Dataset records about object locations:
######

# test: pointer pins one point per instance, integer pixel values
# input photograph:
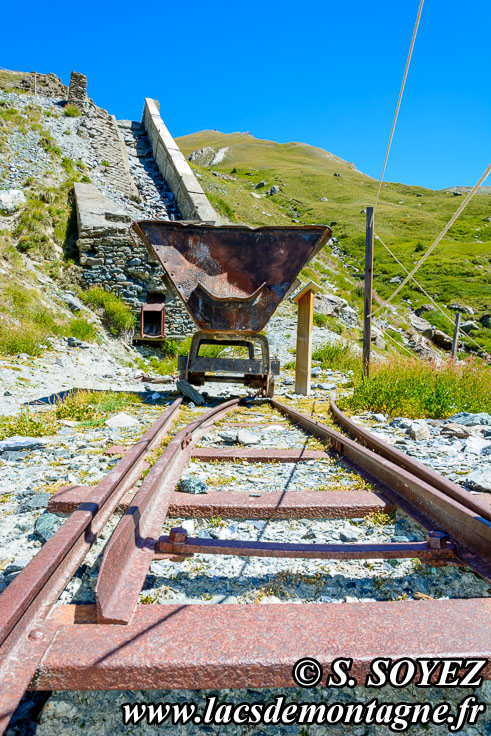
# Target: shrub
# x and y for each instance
(28, 425)
(408, 387)
(118, 315)
(93, 405)
(339, 356)
(320, 320)
(71, 111)
(16, 339)
(82, 330)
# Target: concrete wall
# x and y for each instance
(113, 260)
(191, 199)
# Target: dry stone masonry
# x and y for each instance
(113, 260)
(77, 94)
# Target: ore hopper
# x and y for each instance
(231, 279)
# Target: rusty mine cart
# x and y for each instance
(231, 279)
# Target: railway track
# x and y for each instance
(118, 643)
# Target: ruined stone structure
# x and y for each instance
(47, 85)
(77, 93)
(112, 259)
(109, 146)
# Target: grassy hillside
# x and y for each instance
(408, 218)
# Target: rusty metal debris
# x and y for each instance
(119, 644)
(231, 279)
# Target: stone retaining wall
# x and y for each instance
(113, 260)
(191, 199)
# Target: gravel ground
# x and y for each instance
(76, 456)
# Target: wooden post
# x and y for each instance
(455, 341)
(367, 316)
(305, 321)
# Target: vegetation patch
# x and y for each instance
(28, 424)
(85, 406)
(71, 111)
(337, 356)
(118, 316)
(410, 388)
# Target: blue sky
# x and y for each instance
(326, 73)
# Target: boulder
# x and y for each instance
(442, 340)
(47, 524)
(244, 437)
(477, 445)
(11, 199)
(480, 479)
(456, 430)
(192, 485)
(467, 419)
(18, 443)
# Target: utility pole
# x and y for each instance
(367, 314)
(455, 341)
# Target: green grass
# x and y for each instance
(338, 356)
(89, 407)
(27, 424)
(119, 317)
(458, 269)
(80, 328)
(71, 111)
(410, 388)
(84, 406)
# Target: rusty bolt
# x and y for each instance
(178, 535)
(35, 634)
(437, 540)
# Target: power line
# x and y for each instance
(436, 241)
(435, 304)
(415, 31)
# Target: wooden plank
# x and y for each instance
(367, 313)
(303, 362)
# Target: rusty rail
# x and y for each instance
(129, 553)
(118, 644)
(428, 505)
(27, 602)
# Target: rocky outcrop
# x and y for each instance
(336, 306)
(77, 93)
(113, 260)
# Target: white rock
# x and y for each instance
(480, 479)
(419, 430)
(121, 420)
(17, 443)
(188, 525)
(11, 199)
(244, 437)
(476, 445)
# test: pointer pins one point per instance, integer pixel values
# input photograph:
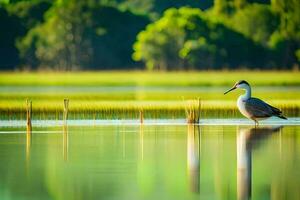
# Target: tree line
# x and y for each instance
(152, 34)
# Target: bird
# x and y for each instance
(254, 108)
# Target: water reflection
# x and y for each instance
(193, 157)
(65, 141)
(245, 144)
(28, 142)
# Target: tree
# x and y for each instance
(97, 37)
(186, 38)
(247, 21)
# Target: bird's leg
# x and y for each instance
(256, 123)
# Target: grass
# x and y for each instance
(141, 78)
(94, 95)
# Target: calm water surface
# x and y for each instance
(150, 162)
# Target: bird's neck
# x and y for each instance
(247, 94)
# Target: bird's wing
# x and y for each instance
(258, 108)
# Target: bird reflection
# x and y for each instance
(246, 142)
(65, 141)
(193, 157)
(28, 140)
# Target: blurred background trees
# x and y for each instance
(152, 34)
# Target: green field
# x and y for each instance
(141, 78)
(114, 95)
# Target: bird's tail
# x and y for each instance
(282, 117)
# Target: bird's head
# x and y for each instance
(240, 84)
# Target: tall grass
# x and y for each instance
(142, 78)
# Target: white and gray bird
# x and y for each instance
(254, 108)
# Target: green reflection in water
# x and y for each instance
(150, 162)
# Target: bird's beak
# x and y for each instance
(233, 88)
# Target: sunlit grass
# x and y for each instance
(94, 95)
(130, 109)
(141, 78)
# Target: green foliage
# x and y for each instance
(252, 16)
(101, 34)
(186, 38)
(10, 29)
(91, 38)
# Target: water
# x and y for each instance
(166, 161)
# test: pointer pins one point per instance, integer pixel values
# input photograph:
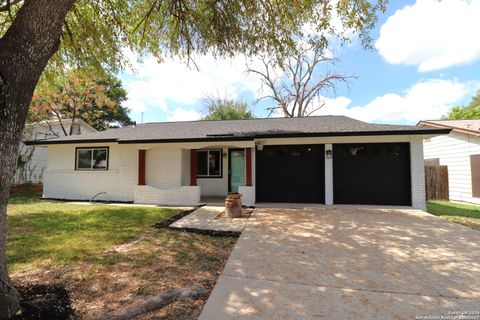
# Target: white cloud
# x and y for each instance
(432, 34)
(428, 99)
(165, 85)
(184, 115)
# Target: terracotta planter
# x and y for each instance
(233, 205)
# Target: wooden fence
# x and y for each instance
(436, 182)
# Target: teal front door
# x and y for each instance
(236, 170)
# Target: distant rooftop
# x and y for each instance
(242, 130)
(466, 126)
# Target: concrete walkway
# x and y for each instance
(321, 263)
(205, 218)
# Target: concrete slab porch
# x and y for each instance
(204, 218)
(347, 263)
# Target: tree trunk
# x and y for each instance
(159, 301)
(25, 49)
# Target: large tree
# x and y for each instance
(47, 35)
(470, 111)
(226, 109)
(297, 83)
(80, 94)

######

■ What you are asked to do
Ignore the images and quote every line of the listing exactly.

■ Reply
# test: pointer pins one point per instance, integer pixel values
# input photograph:
# Target: shrub
# x and y for each instance
(28, 425)
(408, 387)
(118, 315)
(93, 405)
(339, 356)
(320, 320)
(71, 111)
(16, 339)
(82, 330)
# Target: concrete wall
# x and y for each instance
(113, 260)
(191, 199)
# Target: dry stone masonry
# x and y for each instance
(113, 260)
(77, 94)
# Target: ore hopper
# x and y for each instance
(231, 279)
# Target: rusty mine cart
# x and y for each instance
(231, 279)
# Target: railway track
# x and y for each instance
(118, 643)
# Target: ruined stone structure
# x and y for each instance
(47, 85)
(77, 93)
(112, 259)
(109, 146)
# Target: grassy hillside
# x and y for each instance
(408, 218)
# Target: rusty metal debris
# x and y for each instance
(119, 644)
(231, 279)
# Target: stone retaining wall
# x and y for each instance
(113, 260)
(191, 199)
# Target: gravel ground
# x and y for each instance
(76, 456)
# Target: wooden post
# x and y for each instance
(455, 341)
(367, 316)
(305, 321)
# Target: vegetation patch
# x and y for each instance
(28, 424)
(85, 406)
(71, 111)
(337, 356)
(118, 316)
(410, 388)
# Target: blue sky
# x and y for each instance
(326, 73)
# Target: boulder
# x and y for each instance
(442, 340)
(47, 524)
(244, 437)
(477, 445)
(11, 199)
(480, 479)
(456, 430)
(192, 485)
(467, 419)
(18, 443)
# Target: utility pole
# x and y for each instance
(367, 314)
(455, 341)
# Target: green grass
# x and y for each instance
(338, 356)
(89, 407)
(27, 424)
(119, 317)
(458, 269)
(80, 328)
(71, 111)
(410, 388)
(84, 406)
# Target: rusty bolt
# x and y for each instance
(178, 535)
(35, 634)
(437, 540)
# Target: power line
# x and y for each instance
(436, 241)
(435, 304)
(415, 31)
# Target: wooden plank
# x and y for each instance
(367, 313)
(303, 362)
# Target: rusty rail
# x and y for each instance
(129, 553)
(118, 644)
(428, 505)
(27, 602)
# Target: rocky outcrop
# x and y for each instance
(336, 306)
(77, 93)
(113, 260)
# Target: white rock
# x and y for each instance
(480, 479)
(419, 430)
(121, 420)
(17, 443)
(188, 525)
(11, 199)
(244, 437)
(476, 445)
# test: pointer pins one point per instance, integer pixel values
# input photograph:
# Target: tree line
# x and y for each instance
(152, 34)
# Target: bird
# x and y for each instance
(254, 108)
# Target: water reflection
# x and y for each instance
(193, 157)
(65, 141)
(245, 144)
(28, 142)
# Target: tree
# x and y for each instance
(97, 37)
(186, 38)
(247, 21)
# Target: bird's leg
# x and y for each instance
(256, 123)
# Target: grass
# x and y for each instance
(141, 78)
(94, 95)
# Target: calm water surface
# x and y for each instance
(150, 162)
# Target: bird's neck
# x and y for each instance
(247, 94)
# Target: bird's wing
# x and y for each instance
(258, 108)
# Target: bird reflection
# x and y for each instance
(246, 142)
(65, 141)
(193, 157)
(28, 140)
# Target: blurred background trees
# x and y for each instance
(152, 34)
# Target: green field
# x and y for each instance
(141, 78)
(114, 95)
# Target: bird's tail
# x and y for each instance
(282, 117)
# Target: bird's head
# x and y for each instance
(240, 84)
# Target: tall grass
# x and y for each instance
(142, 78)
# Target: white and gray bird
# x and y for each instance
(254, 108)
# Target: green reflection in water
# x and y for each instance
(150, 162)
# Target: bird's beak
# x and y for each instance
(233, 88)
# Target: sunlit grass
# x and y for each instance
(94, 95)
(130, 109)
(141, 78)
# Target: green foliage
# x and y for each instance
(252, 16)
(101, 34)
(186, 38)
(10, 29)
(91, 38)
# Target: water
# x and y for each instance
(166, 161)
# test: pointer pins one point per instance, integer pixel values
# input photograph:
# Target: white cloud
# x and y for each instance
(432, 34)
(428, 99)
(165, 85)
(184, 115)
# Target: terracotta planter
# x and y for each instance
(233, 205)
# Target: wooden fence
# x and y for each instance
(436, 182)
# Target: teal front door
# x and y for each instance
(236, 170)
# Target: distant rooftop
# x and y for each instance
(242, 130)
(466, 126)
# Target: concrete walkway
# x and y for each instance
(321, 263)
(205, 218)
# Target: concrete slab porch
# x and y for each instance
(204, 218)
(347, 263)
# Target: tree trunk
# x and y for each instance
(159, 301)
(25, 49)
# Target: large tree
# x and y for each instance
(47, 35)
(470, 111)
(226, 109)
(297, 83)
(80, 94)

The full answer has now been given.